◆ **AIM**: Render the stored entries from the line containing "of the door" down to the last entry as a two-column CSV with columns "entry" and "answer". Give one row per entry, put each field in quotes, and replace line breaks with spaces.

◆ **Stored entries**:

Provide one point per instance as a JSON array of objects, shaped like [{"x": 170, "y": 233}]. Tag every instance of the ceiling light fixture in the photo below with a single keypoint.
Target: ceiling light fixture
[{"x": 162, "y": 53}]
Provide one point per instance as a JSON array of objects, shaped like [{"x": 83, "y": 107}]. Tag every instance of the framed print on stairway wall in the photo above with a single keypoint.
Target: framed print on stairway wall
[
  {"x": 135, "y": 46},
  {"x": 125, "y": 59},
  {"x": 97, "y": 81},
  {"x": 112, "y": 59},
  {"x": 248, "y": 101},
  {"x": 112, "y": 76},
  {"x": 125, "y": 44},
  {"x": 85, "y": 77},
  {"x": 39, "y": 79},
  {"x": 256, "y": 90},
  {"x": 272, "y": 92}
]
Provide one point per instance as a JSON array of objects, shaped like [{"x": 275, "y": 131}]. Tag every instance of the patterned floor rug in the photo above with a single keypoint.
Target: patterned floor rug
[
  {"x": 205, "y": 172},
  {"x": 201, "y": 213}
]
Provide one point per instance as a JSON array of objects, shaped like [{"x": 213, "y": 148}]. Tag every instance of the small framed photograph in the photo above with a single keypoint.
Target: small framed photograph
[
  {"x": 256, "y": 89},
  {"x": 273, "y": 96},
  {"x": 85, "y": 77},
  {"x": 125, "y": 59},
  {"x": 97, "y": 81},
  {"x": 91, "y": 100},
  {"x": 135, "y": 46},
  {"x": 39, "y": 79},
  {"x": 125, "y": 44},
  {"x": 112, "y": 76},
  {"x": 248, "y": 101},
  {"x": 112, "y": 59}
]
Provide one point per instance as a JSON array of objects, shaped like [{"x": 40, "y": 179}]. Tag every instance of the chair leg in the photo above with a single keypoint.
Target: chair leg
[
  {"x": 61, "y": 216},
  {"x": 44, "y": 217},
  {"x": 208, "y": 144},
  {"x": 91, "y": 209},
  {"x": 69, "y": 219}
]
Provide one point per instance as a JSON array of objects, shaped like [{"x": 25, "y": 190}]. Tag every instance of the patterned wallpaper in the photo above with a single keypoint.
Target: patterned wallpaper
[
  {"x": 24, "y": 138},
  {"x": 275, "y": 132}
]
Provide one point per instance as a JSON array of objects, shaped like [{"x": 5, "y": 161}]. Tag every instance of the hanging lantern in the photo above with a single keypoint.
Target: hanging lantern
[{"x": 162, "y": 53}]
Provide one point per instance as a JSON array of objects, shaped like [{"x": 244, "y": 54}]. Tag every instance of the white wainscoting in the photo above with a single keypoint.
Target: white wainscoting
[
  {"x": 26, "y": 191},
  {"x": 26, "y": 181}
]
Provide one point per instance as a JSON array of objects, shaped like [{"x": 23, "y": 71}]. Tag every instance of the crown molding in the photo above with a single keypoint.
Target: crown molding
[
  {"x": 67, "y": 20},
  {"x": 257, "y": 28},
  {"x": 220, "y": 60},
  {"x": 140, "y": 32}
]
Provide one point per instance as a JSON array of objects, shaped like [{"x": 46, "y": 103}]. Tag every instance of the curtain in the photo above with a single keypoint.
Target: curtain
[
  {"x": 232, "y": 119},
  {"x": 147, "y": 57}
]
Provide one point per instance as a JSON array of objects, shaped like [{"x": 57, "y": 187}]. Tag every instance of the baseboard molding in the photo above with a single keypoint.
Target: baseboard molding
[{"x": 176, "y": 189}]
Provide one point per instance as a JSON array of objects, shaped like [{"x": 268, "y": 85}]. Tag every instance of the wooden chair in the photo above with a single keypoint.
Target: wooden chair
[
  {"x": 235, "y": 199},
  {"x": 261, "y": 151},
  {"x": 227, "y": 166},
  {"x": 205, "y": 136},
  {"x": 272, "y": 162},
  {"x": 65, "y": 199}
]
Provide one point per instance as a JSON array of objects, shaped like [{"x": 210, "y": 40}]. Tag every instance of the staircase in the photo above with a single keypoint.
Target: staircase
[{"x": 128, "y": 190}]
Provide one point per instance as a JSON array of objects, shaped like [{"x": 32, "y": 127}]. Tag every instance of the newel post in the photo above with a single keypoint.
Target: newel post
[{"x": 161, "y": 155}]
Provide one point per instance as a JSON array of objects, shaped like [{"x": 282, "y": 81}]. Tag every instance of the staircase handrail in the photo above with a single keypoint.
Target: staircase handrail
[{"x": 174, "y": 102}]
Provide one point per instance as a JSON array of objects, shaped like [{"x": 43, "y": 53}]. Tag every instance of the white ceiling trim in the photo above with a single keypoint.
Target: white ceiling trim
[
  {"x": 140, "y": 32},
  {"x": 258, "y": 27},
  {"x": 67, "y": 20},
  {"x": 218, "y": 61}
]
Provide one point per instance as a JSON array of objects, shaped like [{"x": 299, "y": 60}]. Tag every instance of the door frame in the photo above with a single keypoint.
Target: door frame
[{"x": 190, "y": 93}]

◆ **SOLUTION TO THIS TASK**:
entry,answer
"Provide one point per instance as a JSON array of objects, shaped like [{""x"": 299, ""y"": 60}]. Tag every instance of the door frame in the photo above with a single keypoint. Target: door frame","[{""x"": 190, ""y"": 93}]"